## DOKUMENTTEXT
———
Bei den Studierenden und Erwerbstätigen war das Vertrauen zwar gleich stark ausgeprägt, bei den Berufstätigen wurde es aber stärker honoriert. Insgesamt schnitten diese beiden Altersgruppen am besten ab, sie erwirtschafteten gemeinsam über 23 Einheiten. Im Vergleich dazu kamen die Senioren und Teenager auf knapp unter 21 Einheiten. Die Achtjährigen verdienten lediglich 14 Einheiten. Zwei Vertreter der Gattung Homo oeconomicus hätten allerdings noch schlechter abgeschnitten und gemeinsam nur 10 Einheiten erwirtschaftet – davon besäße der (Nicht-)Geber alle 10, der Empfänger keine einzige.

Bemerkenswert war die hohe Rücküberweisung bei den Senioren. In dieser Gruppe standen die Geber am Ende deutlich besser da als die Empfänger. Sutter: „Möglicherweise fällt es Älteren zwar etwas schwerer als Jüngeren, einem Unbekannten einen Vertrauensvorschuss zu gewähren, aber wenn dieser Unbekannte ihnen Vertrauen entgegenbringt, belohnen sie dies umso stärker.“ Die Großzügigkeit erklärt Sutter so: Senioren haben in der Regel nicht mehr so viele Kontakte zu Fremden wie Berufstätige. Das Vertrauen und die Menge der täglichen Sozialkontakte sind bei ihnen eng miteinander verknüpft.

Zu einem ähnlichen Ergebnis kam Ernst Fehr mit seiner entsprechenden kulturübergreifenden Studie bei 15 Naturvölkern auf der ganzen Welt. Je isolierter die Menschen lebten und wirtschafteten, desto weniger Sinn sahen sie darin, sich einem fremden Partner gegenüber fair oder großzügig zu verhalten (bild der wissenschaft 7/2002, „Unnatürlich fair“).

Vertrauen in fremde Partner, Transparenz und Fairness scheinen nach alledem wichtige Ingredienzen für ein florierendes Wirtschaftsleben zu sein. Misstrauen und Kontrolle kosten Geld und engen den Handlungsspielraum ein. In einer Untersuchung von 1997 wiesen die beiden Weltbank-Ökonomen Philip Keefer und Stephen Knack nach, dass dieses „Soziale Kapital“ eines Landes sich in Heller und Pfennig auszahlt: Wo kein Vertrauen herrscht, fallen hohe Kosten an, um Verträge durchzusetzen oder Regeln zu überwachen, viele Transaktionen werden unmöglich, nur auf enge Verwandte ist Verlass. Wo Verträge dagegen „per Handschlag“ besiegelt und dennoch eingehalten werden, wächst die Wirtschaft leichter, die Freiheitsräume sind größer, neue Ideen und Innovationen gedeihen.
———
Einträge aus einer Datenquelle

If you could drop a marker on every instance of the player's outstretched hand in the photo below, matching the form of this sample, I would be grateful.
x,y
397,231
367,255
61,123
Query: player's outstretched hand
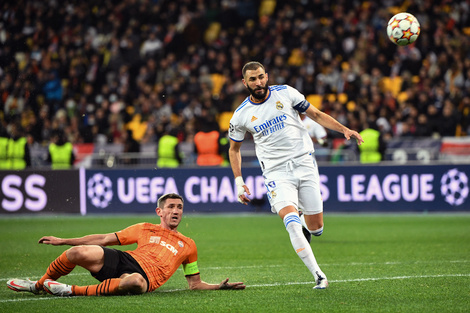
x,y
226,285
51,240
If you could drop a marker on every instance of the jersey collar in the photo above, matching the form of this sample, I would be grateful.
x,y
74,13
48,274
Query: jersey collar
x,y
258,103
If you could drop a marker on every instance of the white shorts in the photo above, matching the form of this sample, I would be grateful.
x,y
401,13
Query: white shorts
x,y
296,183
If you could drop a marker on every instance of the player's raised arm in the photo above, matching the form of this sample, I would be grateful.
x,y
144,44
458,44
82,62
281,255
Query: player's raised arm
x,y
95,239
195,283
329,122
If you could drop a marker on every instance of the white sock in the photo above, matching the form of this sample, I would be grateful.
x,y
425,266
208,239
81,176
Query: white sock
x,y
316,232
300,244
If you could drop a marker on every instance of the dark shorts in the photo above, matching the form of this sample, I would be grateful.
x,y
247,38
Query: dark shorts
x,y
116,263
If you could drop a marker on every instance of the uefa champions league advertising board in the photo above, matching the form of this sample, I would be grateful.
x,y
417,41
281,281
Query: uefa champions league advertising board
x,y
344,189
438,188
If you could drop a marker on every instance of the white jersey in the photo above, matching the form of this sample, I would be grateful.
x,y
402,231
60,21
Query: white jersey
x,y
314,129
275,124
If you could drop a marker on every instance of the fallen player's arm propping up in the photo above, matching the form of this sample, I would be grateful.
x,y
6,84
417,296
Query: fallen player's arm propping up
x,y
195,283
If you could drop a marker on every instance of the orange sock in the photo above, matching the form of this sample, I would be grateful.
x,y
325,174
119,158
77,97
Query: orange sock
x,y
60,267
107,287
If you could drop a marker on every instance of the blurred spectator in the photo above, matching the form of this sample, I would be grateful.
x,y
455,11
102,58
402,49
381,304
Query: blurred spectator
x,y
106,63
131,148
4,139
168,150
61,155
18,150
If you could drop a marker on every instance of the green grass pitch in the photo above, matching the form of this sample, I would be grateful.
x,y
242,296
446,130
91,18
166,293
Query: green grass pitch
x,y
375,263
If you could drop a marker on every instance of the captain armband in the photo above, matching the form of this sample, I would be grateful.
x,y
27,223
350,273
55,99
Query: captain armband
x,y
190,269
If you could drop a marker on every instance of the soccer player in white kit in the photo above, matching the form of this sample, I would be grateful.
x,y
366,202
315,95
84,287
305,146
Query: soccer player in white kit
x,y
285,153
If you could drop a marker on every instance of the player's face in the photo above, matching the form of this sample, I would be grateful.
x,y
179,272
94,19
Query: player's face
x,y
171,213
257,83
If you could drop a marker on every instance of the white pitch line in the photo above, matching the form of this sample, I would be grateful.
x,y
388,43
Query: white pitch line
x,y
270,285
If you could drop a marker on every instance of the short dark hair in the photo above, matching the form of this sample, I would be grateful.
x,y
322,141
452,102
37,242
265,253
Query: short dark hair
x,y
161,201
251,66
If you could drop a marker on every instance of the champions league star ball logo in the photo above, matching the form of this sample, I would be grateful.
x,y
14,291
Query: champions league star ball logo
x,y
99,190
454,187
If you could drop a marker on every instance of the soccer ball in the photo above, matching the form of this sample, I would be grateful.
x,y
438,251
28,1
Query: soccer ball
x,y
403,29
100,190
454,187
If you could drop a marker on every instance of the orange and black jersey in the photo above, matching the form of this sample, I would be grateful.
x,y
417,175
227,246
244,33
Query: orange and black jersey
x,y
159,251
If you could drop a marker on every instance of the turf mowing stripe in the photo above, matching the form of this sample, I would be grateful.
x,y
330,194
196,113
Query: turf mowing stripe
x,y
268,266
271,285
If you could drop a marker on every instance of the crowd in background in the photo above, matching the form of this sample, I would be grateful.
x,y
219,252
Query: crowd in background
x,y
97,69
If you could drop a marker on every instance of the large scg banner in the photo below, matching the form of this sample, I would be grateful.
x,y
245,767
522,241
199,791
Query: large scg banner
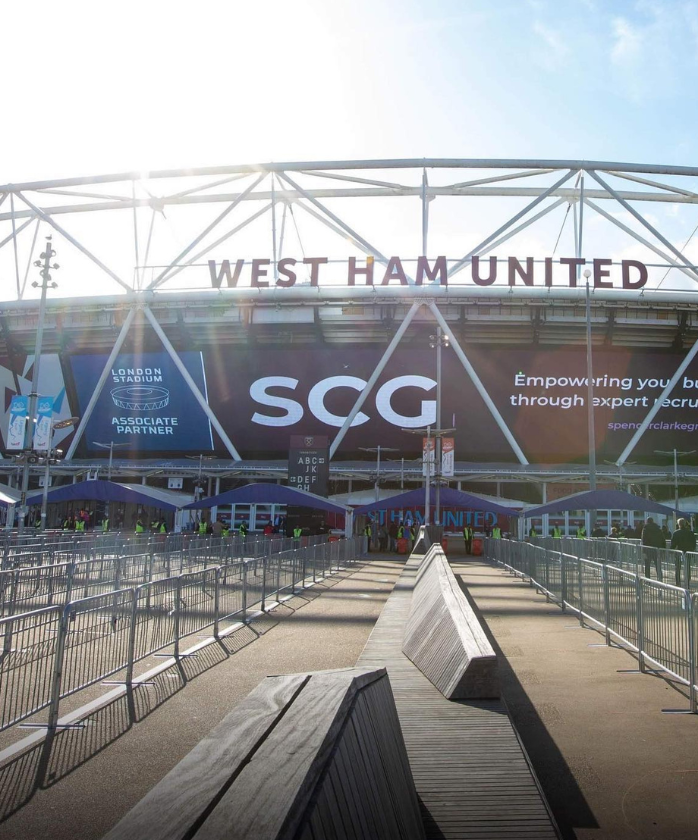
x,y
264,395
145,403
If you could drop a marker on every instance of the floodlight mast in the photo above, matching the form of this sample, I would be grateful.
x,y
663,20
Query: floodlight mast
x,y
45,284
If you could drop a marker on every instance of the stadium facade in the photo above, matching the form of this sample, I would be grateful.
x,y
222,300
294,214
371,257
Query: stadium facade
x,y
203,317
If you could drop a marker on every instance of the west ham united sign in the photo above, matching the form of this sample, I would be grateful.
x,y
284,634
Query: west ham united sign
x,y
482,271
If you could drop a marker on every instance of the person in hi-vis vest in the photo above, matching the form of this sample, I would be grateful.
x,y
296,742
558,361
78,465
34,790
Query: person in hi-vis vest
x,y
468,539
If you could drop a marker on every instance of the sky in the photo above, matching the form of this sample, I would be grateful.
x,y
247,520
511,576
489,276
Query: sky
x,y
138,85
133,86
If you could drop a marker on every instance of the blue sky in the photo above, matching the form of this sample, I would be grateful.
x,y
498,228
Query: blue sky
x,y
167,84
154,85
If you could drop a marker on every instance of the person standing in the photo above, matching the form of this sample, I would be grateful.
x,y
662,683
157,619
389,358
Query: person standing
x,y
652,539
683,539
392,536
468,538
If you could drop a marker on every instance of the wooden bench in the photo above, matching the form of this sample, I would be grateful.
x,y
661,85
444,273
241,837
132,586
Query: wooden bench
x,y
304,756
443,636
472,775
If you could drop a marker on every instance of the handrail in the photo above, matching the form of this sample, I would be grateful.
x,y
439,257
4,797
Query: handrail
x,y
53,652
654,619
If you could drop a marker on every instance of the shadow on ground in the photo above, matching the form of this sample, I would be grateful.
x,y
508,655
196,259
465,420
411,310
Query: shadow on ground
x,y
560,787
63,752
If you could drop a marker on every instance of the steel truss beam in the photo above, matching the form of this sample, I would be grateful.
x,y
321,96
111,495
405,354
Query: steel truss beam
x,y
515,218
38,212
162,277
692,273
198,396
641,219
125,327
477,382
374,377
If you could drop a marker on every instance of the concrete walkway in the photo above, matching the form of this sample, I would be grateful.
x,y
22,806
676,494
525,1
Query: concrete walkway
x,y
95,775
613,763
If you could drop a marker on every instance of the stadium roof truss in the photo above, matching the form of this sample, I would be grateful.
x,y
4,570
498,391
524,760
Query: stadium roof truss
x,y
217,208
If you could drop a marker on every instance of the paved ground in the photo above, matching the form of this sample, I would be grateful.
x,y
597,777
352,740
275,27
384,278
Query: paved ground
x,y
96,775
613,764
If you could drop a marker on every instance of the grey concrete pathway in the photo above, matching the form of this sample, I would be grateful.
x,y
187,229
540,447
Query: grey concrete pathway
x,y
613,764
97,774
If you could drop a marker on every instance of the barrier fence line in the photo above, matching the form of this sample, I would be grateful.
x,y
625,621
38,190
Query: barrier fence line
x,y
655,619
27,587
53,652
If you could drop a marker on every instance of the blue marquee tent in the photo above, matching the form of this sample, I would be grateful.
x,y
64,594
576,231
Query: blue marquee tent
x,y
8,496
269,494
449,498
600,500
112,491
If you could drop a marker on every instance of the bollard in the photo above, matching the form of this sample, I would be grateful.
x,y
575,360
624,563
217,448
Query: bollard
x,y
606,605
244,591
640,626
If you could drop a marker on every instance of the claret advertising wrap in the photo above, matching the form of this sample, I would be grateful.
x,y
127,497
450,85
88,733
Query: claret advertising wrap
x,y
263,395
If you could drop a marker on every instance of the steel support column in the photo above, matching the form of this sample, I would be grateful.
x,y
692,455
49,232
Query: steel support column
x,y
470,370
126,326
198,396
374,377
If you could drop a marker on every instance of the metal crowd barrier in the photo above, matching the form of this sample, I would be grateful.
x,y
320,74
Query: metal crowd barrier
x,y
663,564
51,653
28,587
653,618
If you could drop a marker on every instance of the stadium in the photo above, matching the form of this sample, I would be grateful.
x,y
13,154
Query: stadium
x,y
205,317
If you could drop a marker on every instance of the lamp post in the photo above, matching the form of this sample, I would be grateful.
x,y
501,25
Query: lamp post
x,y
378,449
430,433
46,283
199,486
676,454
590,402
110,446
61,424
438,341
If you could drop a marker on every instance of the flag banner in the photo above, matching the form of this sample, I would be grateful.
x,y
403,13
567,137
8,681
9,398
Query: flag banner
x,y
428,455
19,410
448,457
44,423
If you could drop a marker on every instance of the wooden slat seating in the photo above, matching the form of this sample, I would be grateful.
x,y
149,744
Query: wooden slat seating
x,y
472,775
305,756
443,636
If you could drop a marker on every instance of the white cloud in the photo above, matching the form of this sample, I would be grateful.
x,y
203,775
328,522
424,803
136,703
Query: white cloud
x,y
556,48
628,42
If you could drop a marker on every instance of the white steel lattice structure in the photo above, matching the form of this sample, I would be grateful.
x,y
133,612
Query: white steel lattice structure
x,y
135,249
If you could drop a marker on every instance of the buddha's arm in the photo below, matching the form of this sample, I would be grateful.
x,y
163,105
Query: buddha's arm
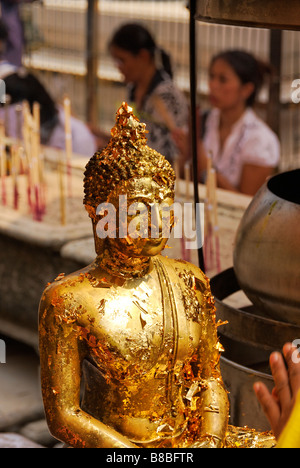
x,y
213,401
61,354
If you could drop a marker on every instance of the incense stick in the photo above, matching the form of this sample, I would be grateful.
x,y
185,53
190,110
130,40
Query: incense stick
x,y
61,191
3,165
68,136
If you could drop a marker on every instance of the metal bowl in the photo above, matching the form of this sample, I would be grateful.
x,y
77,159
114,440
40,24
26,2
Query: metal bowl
x,y
274,14
267,249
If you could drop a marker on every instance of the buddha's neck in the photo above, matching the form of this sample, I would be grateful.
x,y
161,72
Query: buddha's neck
x,y
122,266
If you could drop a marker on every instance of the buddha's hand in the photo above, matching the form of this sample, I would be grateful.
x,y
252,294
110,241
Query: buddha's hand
x,y
208,441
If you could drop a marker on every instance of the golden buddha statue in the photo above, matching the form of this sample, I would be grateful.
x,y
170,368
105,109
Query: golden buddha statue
x,y
128,345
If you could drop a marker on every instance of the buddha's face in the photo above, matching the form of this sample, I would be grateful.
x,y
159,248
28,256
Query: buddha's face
x,y
144,217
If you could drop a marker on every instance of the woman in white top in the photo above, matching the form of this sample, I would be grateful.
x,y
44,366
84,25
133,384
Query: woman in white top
x,y
244,150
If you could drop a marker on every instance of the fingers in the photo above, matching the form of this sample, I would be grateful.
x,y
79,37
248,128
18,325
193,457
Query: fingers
x,y
268,403
292,359
281,378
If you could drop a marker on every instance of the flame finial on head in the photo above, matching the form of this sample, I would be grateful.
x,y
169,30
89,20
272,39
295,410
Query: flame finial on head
x,y
125,157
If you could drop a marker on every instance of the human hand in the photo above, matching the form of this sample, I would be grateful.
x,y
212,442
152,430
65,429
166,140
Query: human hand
x,y
279,404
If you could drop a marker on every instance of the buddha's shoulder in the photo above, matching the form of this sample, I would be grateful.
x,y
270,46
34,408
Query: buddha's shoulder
x,y
68,288
183,267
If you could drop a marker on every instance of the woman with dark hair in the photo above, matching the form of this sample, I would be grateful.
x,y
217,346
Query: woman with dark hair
x,y
244,150
156,99
21,85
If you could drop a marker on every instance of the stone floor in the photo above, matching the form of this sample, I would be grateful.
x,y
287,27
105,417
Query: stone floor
x,y
22,421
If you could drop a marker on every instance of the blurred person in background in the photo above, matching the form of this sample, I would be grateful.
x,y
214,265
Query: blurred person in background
x,y
282,405
10,15
24,86
243,149
152,93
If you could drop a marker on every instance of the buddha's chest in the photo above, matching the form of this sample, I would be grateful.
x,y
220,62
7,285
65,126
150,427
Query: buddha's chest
x,y
141,326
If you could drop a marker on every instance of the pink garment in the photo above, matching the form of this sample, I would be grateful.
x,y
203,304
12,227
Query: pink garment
x,y
250,142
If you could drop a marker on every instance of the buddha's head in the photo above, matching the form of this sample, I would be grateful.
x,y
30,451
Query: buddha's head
x,y
137,183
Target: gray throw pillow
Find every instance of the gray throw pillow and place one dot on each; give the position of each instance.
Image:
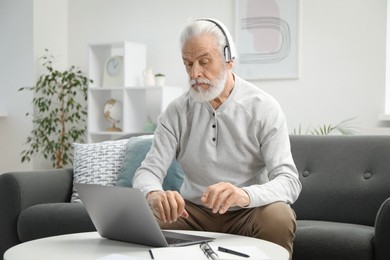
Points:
(136, 151)
(97, 163)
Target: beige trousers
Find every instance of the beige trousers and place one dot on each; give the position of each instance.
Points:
(274, 222)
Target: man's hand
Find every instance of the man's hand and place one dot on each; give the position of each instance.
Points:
(223, 195)
(167, 206)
———
## ZIEL DER ÜBUNG
Beantworte diese Fragen zum Text über Vertrauen im Wirtschaftsleben:
1. Wie viele Einheiten verdienten die Achtjährigen?
2. Bei wie vielen Naturvölkern führte Ernst Fehr seine kulturübergreifende Studie durch?
3. In welchem Jahr erschien die Untersuchung von Philip Keefer und Stephen Knack?

## SCHRIFTLICHE ANTWORT
1. 14 Einheiten
2. Bei 15 Naturvölkern
3. 1997